*** Opening of Data to examine ***
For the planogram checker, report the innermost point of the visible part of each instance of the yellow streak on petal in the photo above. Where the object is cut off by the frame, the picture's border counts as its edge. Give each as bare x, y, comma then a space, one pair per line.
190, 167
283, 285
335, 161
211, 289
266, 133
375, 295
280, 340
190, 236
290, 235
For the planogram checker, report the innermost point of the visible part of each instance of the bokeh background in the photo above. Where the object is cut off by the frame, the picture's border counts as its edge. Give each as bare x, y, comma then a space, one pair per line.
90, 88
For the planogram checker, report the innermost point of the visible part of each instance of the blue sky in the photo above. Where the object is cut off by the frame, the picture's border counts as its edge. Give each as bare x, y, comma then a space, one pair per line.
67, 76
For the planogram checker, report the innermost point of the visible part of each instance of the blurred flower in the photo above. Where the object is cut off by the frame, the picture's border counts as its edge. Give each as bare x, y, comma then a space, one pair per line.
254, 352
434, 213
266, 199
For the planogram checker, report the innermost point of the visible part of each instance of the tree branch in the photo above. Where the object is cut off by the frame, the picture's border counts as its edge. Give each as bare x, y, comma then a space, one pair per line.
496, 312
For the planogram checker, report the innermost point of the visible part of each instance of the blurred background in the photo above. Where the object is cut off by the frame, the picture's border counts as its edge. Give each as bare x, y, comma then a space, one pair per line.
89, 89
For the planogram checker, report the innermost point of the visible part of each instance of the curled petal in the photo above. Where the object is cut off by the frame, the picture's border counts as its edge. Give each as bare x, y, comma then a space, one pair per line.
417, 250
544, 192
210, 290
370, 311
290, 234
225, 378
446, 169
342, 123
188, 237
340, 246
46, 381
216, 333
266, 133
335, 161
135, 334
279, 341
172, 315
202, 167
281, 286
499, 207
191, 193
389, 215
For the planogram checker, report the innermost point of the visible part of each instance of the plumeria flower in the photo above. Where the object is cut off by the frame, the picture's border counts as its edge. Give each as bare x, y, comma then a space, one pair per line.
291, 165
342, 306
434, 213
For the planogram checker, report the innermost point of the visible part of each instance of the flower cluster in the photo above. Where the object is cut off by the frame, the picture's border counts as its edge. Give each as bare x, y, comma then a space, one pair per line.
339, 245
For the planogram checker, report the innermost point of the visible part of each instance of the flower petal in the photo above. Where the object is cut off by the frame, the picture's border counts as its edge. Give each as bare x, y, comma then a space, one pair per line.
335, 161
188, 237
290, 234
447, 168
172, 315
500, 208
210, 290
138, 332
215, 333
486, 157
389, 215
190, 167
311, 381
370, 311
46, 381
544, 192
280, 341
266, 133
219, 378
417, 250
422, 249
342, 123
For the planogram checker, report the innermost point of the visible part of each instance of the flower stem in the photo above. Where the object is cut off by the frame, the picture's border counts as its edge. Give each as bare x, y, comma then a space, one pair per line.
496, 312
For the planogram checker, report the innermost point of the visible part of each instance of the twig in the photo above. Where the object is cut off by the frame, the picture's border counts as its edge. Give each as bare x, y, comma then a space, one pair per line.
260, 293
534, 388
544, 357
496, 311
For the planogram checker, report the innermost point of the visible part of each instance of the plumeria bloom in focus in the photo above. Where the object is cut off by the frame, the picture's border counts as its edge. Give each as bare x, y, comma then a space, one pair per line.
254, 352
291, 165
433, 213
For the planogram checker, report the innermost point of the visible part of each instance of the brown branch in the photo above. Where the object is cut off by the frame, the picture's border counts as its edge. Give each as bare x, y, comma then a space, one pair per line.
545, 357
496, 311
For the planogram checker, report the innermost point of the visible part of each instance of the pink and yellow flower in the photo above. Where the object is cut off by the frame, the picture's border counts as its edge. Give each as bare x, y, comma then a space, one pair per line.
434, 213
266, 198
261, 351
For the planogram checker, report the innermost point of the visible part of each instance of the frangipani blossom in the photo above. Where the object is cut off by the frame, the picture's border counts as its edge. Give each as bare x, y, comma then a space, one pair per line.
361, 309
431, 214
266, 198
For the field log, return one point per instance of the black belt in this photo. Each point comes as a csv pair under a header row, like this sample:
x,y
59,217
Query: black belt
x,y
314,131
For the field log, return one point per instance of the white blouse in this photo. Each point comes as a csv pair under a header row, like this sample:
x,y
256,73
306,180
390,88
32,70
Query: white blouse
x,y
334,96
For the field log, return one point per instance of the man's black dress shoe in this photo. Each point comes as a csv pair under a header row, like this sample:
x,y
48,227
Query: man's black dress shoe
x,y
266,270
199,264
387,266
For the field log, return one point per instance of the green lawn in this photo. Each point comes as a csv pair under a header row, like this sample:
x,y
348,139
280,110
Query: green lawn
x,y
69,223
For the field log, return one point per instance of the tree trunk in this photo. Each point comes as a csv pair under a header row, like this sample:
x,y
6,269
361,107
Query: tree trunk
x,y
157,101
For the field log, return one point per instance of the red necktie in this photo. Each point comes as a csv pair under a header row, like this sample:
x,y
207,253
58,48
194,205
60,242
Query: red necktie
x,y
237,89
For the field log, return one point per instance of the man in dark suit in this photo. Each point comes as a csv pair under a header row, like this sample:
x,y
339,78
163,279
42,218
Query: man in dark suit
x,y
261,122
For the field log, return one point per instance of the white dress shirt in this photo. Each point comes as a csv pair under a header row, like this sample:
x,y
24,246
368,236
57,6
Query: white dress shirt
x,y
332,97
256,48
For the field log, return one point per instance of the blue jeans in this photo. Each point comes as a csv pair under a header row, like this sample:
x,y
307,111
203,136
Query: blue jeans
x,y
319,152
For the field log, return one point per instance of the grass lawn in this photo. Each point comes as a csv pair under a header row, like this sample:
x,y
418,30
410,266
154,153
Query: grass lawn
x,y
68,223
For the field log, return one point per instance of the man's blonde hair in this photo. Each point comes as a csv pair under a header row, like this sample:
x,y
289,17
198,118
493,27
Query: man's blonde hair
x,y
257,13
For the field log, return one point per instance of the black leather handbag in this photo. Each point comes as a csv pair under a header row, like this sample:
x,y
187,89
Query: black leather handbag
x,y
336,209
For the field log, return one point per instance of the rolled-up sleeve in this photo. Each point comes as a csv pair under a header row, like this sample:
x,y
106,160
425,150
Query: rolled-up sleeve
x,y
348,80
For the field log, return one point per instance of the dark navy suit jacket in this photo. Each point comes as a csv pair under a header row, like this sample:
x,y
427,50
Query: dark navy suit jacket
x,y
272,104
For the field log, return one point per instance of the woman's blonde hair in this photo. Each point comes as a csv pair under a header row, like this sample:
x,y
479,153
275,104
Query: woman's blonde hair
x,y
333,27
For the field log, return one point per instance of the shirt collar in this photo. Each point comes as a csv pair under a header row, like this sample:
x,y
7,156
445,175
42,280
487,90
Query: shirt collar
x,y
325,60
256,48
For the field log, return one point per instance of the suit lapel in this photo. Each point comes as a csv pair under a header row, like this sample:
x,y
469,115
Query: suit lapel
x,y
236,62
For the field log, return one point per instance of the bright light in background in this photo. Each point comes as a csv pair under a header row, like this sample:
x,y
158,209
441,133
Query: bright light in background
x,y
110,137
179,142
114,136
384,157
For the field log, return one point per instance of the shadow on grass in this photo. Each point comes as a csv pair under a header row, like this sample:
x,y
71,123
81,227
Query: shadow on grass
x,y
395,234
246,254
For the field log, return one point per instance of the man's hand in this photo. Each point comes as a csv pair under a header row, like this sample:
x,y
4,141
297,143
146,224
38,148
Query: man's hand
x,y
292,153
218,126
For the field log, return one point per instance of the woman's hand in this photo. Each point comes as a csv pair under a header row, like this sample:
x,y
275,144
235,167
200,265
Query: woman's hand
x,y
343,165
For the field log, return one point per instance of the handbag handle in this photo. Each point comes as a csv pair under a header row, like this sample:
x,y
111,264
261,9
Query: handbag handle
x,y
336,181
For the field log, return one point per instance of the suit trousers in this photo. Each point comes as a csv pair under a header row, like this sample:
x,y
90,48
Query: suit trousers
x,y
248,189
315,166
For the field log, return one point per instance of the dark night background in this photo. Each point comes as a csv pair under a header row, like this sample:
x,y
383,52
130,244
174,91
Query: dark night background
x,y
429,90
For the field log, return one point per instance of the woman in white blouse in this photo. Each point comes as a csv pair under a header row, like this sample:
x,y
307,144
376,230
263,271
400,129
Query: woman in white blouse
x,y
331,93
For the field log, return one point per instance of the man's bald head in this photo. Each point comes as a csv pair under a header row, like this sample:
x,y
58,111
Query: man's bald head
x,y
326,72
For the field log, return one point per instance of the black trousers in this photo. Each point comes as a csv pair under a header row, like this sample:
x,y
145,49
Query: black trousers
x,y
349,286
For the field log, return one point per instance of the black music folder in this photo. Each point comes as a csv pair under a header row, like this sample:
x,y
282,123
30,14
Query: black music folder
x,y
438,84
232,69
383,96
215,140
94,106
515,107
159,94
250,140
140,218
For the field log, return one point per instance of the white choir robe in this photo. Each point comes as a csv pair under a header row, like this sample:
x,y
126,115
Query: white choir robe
*** Close of Data to examine ***
▸ **Your instructions**
Note each line above that contains "robe" and copy it out.

▸ **Solution to the exercise**
For the field log, return one point per instance of the white choir robe in this photo. Each point comes as a csv pair under a header row, like this sample:
Query: white choir robe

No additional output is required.